● EXERCISE REQUIREMENTS:
A) Using the Chardon article, answer these:
(i) Which two security measures does the district not use?
(ii) To how many consecutive life terms was Lane sentenced?
(iii) What are the schools' colors?
B) Please reproduce the Chardon article word for word, between "Joan Blackburn, one" and "grandmother, Mary Vaccaro.", inclusive.

● QUOTED PASSAGE:
__________

Mizer’s leadership class arose in response to the shootings, and so did his related club called AC4P [Actively Caring for People]. Also new are a slew of others programs promoting everything from daily kindness to the fight against childhood cancer.

There are a couple of things the district doesn’t do about 2/27. It doesn’t use metal detectors or require see-through book bags. Officials say they want students still to feel welcomed, not imprisoned.

And, for the past couple years, the schools have held no explicit commemorations of 2/27. No assemblies. No candle lightings. No moments of silence.

The high school principal, Doug Murray, says he’ll talk during Monday’s announcements about the district’s values and the students’ accomplishments this year. But he won’t mention the shooting. After consulting the staff and national researchers on trauma, he says it’s better to move forward than look back.

Joan Blackburn, one of the school’s social workers, agrees. “You want to focus on kindness and compassion but not necessarily connect it to that day,” she says. “You want to move people beyond.”

The Valentine’s revelers said the annual party helps them cope with grief better than a commemoration would. “Dance it off,” said ninth-grader Keaton Ziegenfuss.

“Everybody’s got to go forward.” said Keaton’s grandmother, Mary Vaccaro.

The party-goers saw no need to rehash the original 2/27. They all knew that T.J. Lane, due for a bus to his nearby Lake Academy, drew a .22-caliber handgun in the Chardon High cafeteria and shot six other students, three fatally: Demetrius Hewlin, Russell King Jr. and Daniel Parmertor.

Around the time of the first two anniversaries of 2/27, new events echoed the old. The day before the first anniversary, Lane pleaded guilty to six counts, one for each victim, including three counts of aggravated murder. At his sentencing hearing three weeks later, he mocked his victims and their families before being sentenced to three consecutive life terms in prison without parole.

On the second anniversary, Russell King’s father was found dead in his bed in Chardon Township. The death was ruled the accidental result of heroin and ethanol.

In other seasons and years, a couple of suicides, a couple other drug deaths and Lane’s brief escape from prison have added to the community’s load.

This year, for the first time since 2012, 2/27 will fall on a Monday again. Tracy Jordan, victims advocate for the Geauga County sheriff, says the timing will make the day all the harder.

Chardon seems far from forgetting. Today’s high schoolers were mostly in middle school five years ago. But all the schools closed that day, and leaders say everyone in this tight-knit town felt stunned and bereft.

Locals still display many commemorative red ribbons and many signs with red hearts on black backgrounds, red and black being the schools’ colors. This May, the city plans to start construction of a Chardon Living Memorial Park.

__________

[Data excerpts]
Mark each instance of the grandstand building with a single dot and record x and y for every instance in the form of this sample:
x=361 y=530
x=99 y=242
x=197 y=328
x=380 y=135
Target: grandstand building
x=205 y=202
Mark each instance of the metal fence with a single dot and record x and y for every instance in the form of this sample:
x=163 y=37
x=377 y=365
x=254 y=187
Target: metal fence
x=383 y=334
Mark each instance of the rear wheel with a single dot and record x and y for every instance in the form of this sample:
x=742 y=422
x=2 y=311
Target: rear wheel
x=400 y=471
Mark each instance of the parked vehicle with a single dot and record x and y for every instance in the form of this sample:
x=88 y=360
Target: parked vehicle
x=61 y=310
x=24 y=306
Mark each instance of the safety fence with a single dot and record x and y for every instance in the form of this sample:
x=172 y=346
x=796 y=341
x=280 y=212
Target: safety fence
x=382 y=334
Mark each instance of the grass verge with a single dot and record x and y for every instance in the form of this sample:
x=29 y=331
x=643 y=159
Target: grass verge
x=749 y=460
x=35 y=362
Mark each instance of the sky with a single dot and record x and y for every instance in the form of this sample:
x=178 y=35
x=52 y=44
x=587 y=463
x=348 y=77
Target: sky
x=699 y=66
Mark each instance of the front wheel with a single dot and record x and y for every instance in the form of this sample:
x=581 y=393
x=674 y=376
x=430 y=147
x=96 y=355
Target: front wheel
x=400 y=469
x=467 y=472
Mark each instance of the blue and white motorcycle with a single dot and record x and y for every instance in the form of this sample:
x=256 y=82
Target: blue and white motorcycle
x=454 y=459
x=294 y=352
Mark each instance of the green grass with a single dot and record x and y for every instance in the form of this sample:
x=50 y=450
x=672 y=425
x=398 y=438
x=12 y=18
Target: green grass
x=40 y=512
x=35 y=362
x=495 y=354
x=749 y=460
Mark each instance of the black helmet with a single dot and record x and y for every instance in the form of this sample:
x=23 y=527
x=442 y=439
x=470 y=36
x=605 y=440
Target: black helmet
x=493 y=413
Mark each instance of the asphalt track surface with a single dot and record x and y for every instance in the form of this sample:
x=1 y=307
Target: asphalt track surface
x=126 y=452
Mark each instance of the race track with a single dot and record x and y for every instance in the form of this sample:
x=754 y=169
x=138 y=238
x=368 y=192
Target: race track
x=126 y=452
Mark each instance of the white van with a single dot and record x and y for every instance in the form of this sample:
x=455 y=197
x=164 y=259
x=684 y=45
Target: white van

__________

● RESPONSE LIST:
A)
(i) Metal detectors and see-through book bags.
(ii) Three.
(iii) Red and black.

B)
Joan Blackburn, one of the school’s social workers, agrees. “You want to focus on kindness and compassion but not necessarily connect it to that day,” she says. “You want to move people beyond.”

The Valentine’s revelers said the annual party helps them cope with grief better than a commemoration would. “Dance it off,” said ninth-grader Keaton Ziegenfuss.

“Everybody’s got to go forward.” said Keaton’s grandmother, Mary Vaccaro.